#### [What is required]
Your task is to repeat the records exactly from the line containing "Practice. Locate the white" onward, through the final line.

#### [Source records]

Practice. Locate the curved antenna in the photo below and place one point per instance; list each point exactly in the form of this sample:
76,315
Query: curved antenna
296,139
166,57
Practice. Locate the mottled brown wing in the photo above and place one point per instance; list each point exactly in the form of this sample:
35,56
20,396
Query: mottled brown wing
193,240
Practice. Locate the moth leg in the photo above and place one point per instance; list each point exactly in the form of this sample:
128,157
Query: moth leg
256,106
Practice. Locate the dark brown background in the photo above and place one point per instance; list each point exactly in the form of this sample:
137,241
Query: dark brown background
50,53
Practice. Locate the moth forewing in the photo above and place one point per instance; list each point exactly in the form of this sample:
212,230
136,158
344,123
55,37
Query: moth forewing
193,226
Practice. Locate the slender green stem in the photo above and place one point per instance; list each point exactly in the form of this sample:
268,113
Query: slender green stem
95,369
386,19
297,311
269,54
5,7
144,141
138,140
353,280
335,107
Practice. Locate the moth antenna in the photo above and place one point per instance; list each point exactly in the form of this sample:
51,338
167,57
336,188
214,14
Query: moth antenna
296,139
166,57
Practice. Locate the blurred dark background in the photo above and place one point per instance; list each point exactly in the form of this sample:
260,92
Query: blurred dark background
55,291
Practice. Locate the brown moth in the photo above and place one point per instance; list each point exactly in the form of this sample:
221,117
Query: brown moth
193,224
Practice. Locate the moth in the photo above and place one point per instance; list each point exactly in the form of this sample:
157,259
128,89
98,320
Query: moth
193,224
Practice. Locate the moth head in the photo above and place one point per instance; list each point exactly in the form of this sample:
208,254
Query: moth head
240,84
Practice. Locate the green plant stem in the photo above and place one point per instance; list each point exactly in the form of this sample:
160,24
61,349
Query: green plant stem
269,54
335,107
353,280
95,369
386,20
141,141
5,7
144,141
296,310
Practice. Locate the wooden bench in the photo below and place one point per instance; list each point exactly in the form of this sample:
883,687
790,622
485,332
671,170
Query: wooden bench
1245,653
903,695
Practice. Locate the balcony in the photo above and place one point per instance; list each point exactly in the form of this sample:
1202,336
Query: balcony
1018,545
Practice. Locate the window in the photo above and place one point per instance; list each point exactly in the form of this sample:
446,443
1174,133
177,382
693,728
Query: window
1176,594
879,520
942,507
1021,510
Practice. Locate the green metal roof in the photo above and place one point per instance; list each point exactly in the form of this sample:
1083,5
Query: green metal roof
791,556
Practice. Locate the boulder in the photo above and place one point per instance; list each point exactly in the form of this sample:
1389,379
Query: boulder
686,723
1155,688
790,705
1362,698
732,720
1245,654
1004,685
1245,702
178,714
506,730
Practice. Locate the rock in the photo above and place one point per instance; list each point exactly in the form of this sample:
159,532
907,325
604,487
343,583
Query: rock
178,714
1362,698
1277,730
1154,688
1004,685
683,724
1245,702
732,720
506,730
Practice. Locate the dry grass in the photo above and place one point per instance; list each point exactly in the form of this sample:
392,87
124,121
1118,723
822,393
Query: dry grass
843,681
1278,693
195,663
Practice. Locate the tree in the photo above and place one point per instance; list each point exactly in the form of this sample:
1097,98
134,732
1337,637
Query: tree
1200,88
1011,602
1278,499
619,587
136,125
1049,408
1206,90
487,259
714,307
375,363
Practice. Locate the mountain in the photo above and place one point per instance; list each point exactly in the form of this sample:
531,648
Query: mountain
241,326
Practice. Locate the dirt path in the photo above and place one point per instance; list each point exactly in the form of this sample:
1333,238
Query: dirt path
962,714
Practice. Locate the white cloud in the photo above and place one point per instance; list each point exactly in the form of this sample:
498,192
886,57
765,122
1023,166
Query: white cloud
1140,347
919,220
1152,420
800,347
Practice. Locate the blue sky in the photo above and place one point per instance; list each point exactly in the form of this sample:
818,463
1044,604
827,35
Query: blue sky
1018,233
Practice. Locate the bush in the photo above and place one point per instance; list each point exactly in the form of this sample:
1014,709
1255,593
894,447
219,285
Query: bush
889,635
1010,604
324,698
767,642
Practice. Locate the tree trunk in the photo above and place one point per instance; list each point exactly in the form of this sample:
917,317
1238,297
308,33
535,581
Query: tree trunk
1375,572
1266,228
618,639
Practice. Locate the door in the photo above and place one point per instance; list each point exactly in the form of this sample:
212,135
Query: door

#### [Complete answer]
Practice. Locate the white cloud in the photo above and place one point per instance; list each point exactly in the form of this sample:
498,192
886,57
765,122
1023,166
Query: white cloud
1140,347
919,220
1152,420
800,347
Practice. Locate the blue sky in the photo above and place one point per instance; list each point exactly in the form of this sample:
818,463
1044,604
827,35
Query: blue sky
1018,233
Practice. Locate the bush in the photo above and place one point per instance; list each point exactly in the form of this sample:
1014,709
1255,593
894,447
219,285
Query: bush
889,635
1010,604
324,698
767,642
Practice. Locate the tree trunk in the photo above and place one point per instance; list each point exactly in the form of this sample:
917,317
1238,297
308,33
535,581
Query: tree trunk
1375,572
1266,228
618,639
Practice. Locate the door in the photo above and place one point per instance; list each point exactly in the form of this sample:
212,135
Query: door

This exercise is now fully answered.